WORK REQUIRED: Transcribe each record exactly as it appears.
[[ EXTRACTED MATERIAL open ]]
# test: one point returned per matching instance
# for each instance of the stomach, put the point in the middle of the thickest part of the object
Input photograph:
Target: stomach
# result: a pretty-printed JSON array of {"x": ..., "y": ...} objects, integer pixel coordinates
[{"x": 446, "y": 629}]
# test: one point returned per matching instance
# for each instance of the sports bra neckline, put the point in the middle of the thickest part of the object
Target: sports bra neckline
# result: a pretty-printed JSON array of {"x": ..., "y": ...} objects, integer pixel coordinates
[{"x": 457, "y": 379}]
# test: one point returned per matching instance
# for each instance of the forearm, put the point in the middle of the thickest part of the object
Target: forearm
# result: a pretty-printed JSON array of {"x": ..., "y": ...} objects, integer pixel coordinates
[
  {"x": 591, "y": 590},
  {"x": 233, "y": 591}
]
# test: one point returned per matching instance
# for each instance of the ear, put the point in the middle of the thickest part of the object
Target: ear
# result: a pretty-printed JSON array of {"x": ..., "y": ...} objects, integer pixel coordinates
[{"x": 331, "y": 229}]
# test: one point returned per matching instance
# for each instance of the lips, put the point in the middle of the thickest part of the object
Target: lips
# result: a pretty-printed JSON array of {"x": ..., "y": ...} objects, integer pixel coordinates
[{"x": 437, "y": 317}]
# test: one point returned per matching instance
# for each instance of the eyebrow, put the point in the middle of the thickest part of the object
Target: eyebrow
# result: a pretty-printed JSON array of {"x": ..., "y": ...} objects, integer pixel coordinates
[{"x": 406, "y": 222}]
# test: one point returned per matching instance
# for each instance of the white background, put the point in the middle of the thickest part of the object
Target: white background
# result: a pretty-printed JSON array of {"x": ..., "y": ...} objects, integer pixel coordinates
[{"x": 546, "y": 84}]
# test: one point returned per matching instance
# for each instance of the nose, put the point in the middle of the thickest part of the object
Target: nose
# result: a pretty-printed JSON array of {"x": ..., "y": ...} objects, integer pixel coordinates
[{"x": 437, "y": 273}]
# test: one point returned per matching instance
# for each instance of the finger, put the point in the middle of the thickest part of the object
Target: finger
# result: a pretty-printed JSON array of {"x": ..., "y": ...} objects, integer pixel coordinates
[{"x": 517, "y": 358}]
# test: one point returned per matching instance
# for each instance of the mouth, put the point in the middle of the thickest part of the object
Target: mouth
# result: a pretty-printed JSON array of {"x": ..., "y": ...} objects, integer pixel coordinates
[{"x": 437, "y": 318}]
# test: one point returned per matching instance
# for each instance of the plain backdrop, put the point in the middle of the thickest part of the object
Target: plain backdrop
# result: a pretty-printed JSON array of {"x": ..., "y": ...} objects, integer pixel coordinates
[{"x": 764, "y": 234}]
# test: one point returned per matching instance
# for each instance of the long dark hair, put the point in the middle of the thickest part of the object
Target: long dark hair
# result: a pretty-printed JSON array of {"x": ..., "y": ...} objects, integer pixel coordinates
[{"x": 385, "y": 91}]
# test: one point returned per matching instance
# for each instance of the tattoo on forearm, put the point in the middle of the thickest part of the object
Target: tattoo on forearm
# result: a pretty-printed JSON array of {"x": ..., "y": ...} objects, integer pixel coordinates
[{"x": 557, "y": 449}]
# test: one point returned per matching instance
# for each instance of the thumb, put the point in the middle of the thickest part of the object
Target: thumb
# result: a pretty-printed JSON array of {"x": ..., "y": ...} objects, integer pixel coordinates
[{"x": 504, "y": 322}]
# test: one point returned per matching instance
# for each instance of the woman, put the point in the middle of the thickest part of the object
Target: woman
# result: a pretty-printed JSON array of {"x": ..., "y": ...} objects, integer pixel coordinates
[[ EXTRACTED MATERIAL closed ]]
RESULT BELOW:
# test: one point returned per matching instance
# for each instance of the stomach, put the point in the middle of the thickest part of the object
Input photograph:
Target: stomach
# result: a pretty-printed JSON array of {"x": ..., "y": ...} objects, integer pixel coordinates
[{"x": 446, "y": 629}]
# test: one point returned per matching instance
# for each instance of the sports bra neckline, put the point in the middle of the thickest part of the object
Target: sports bra neckline
# result: a pretty-printed JSON array of {"x": ..., "y": ...} objects, integer pixel coordinates
[{"x": 457, "y": 379}]
# test: one point returned per matching instance
# for each instance of the forearm, put the point in the middle of the thickest part of the object
Target: forearm
# result: a pretty-printed JSON array of {"x": ..., "y": ...} objects, integer pixel coordinates
[
  {"x": 591, "y": 590},
  {"x": 233, "y": 591}
]
# test: one point returned per matching instance
# for each instance of the ear, put the point in the middle of the thickest part of the object
Target: ear
# result: a pretty-printed JSON array of {"x": ..., "y": ...} objects, integer pixel coordinates
[{"x": 331, "y": 229}]
# test: one point returned per matching instance
# for each instance of the lips, put the point in the middle of the thickest part of the object
Target: lips
# result: a pretty-printed JSON array of {"x": ..., "y": ...} objects, integer pixel coordinates
[{"x": 437, "y": 317}]
# test: one point returned per matching instance
# for each instance of the eyebrow, put the point in the middle of the thickest part of the object
Target: eyebrow
# result: a pretty-printed JSON array of {"x": ..., "y": ...} objects, integer pixel coordinates
[{"x": 406, "y": 222}]
# test: one point returned per matching instance
# for each instance of the white background, put the point in the middle of the thickest part of the object
Target: white background
# result: a pretty-printed JSON array of {"x": ..., "y": ...} objects, integer pixel coordinates
[{"x": 546, "y": 84}]
# test: one point returned per matching instance
# for each instance of the nose, put the point in the middle of the thickest part of the object
Target: nose
# result: a pretty-printed JSON array of {"x": ..., "y": ...} objects, integer pixel coordinates
[{"x": 437, "y": 273}]
# test: one point returned per matching instance
# for each instance of the finger, put the point in the middle of the thickest part of the object
Target: finger
# result: a pretty-printed JSON array of {"x": ..., "y": ...} objects, integer pixel coordinates
[{"x": 517, "y": 358}]
# test: one point returned per matching instance
# for each instance of the mouth, put the point in the middle of the thickest part of the object
Target: mouth
# result: a pretty-printed JSON array of {"x": ..., "y": ...} objects, integer pixel coordinates
[{"x": 437, "y": 318}]
# test: one point returned per matching instance
# for each instance of the plain backdrop, put the point in the middle of the thickest part of the object
Target: plain backdrop
# result: a pretty-printed JSON array of {"x": ..., "y": ...} objects, integer pixel coordinates
[{"x": 764, "y": 234}]
# test: one point returned per matching instance
# for each instance of the long dark hair, put the point in the middle of the thickest part of the object
Target: long dark hair
# result: a pretty-printed JSON array of {"x": ..., "y": ...} objects, integer pixel coordinates
[{"x": 385, "y": 91}]
# test: one point returned per matching instance
# for each instance of the tattoo on forearm, put the point in the middle of the thickest part of the object
Target: tattoo on forearm
# result: a pretty-printed JSON array of {"x": ..., "y": ...} objects, integer pixel coordinates
[{"x": 557, "y": 449}]
# test: one point returned per matching instance
# for each instance of the thumb, put the point in the middle of the thickest part of the object
Target: thumb
# result: a pretty-printed JSON array of {"x": ..., "y": ...} objects, integer pixel coordinates
[{"x": 504, "y": 322}]
# test: one point returned per matching instance
# for each instance of the woman, put the point in the middle of the thickest part of the object
Target: woman
# result: a pretty-printed JSON array of {"x": ..., "y": ...} objects, integer pixel coordinates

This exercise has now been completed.